▸ Passage shown:
::::::
Combining Figure 4 and Table 4 shows significant spatial disparities in inefficient industrial land distribution across administrative districts. In terms of total statistics, Xing’an District emerged as the most concentrated area with 55 parcels (4.18 km2), accounting for 37.97% of the city’s total inefficient industrial land. Nanshan District followed with 38 parcels (2.44 km2), forming a “dual-core “distribution area with Xing’an District. In contrast, Xiangyang, Gongnong, and Xingshan Districts exhibited smaller-scale inefficiencies. Spatially, inefficient industrial land displayed a composite pattern of “overall dispersion with localized agglomeration.” At the main urban area scale, inefficient industrial land was fragmented across Xingshan, Xiangyang, Gongnong, Nanshan, and Xing’an Districts without forming contiguous clusters. Locally, small-scale agglomerations occurred in traditional industrial areas such as Xing’an and Nanshan Districts. Significant variations in parcel size were observed across districts. Xingshan District had the largest average parcel size (0.22 km2), indicating dominance by large-scale industrial plots. Conversely, Xiangyang District—due to mixed land uses in the city center—exhibited fragmented inefficiencies with small parcel sizes (0.04 km2) and high quantity.

4.2.1. Spatial Location and Directional Characteristics of Inefficient Industrial Land

This study utilized ArcGIS 10.8 to convert inefficient industrial land polygons into point feature data using vector polygon-to-point conversion. Standard Deviational Ellipse analysis was employed to quantify directional distribution characteristics of inefficient industrial land across districts. Visual analysis results are shown in Figure 5, with ellipse parameters detailed in Table 5.
::::::
▸ Records shown:
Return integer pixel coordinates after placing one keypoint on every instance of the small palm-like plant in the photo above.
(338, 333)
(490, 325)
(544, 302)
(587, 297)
::::::
▸ Task goal:
Transcribe the passage above on inefficient industrial land, starting at "This study utilized" up to and including "in Table 5.".

▸ Solution:
This study utilized ArcGIS 10.8 to convert inefficient industrial land polygons into point feature data using vector polygon-to-point conversion. Standard Deviational Ellipse analysis was employed to quantify directional distribution characteristics of inefficient industrial land across districts. Visual analysis results are shown in Figure 5, with ellipse parameters detailed in Table 5.